*** Block opens ***

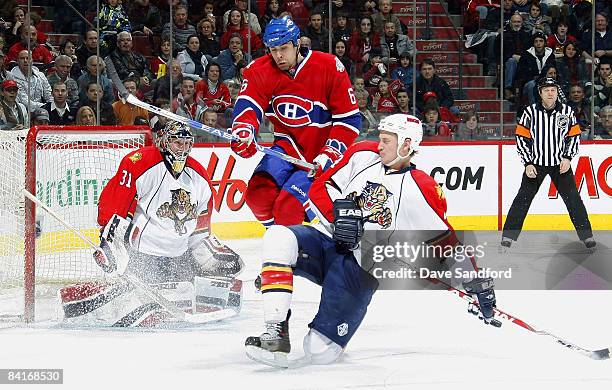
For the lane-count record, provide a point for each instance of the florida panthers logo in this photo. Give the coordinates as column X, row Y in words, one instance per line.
column 180, row 210
column 292, row 111
column 372, row 199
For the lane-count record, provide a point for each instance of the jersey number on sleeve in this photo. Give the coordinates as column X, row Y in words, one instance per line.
column 352, row 95
column 126, row 179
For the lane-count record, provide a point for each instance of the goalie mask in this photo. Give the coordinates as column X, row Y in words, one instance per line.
column 405, row 127
column 175, row 143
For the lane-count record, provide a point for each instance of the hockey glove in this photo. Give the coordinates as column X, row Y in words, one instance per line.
column 113, row 255
column 482, row 290
column 245, row 146
column 216, row 259
column 348, row 225
column 332, row 152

*** Block closes ***

DIRECTIONS
An image-free, exact version of the listing above is required.

ANSWER TO THE PROBLEM
For the lane-count record, provide a point for each instance of the florida panthers logo in this photo. Give the coordinates as column X, row Y in words, one instance per line.
column 180, row 210
column 292, row 111
column 372, row 199
For the lane-count record, provide a point for each instance of the jersey number on sleeve in this photo. Give the coordinates as column X, row Y in words, one instance per line.
column 352, row 95
column 126, row 179
For the lane-count record, provide a point for each instance of the goalie mask in this photo. Give the coordinates as column X, row Y in words, one instance per line.
column 405, row 127
column 175, row 143
For the lane-count record, provide a point for each instance of the hockey glove in this photo. Give the coordinates as column X, row Y in words, one instance per line.
column 113, row 255
column 482, row 290
column 245, row 146
column 216, row 259
column 348, row 225
column 332, row 152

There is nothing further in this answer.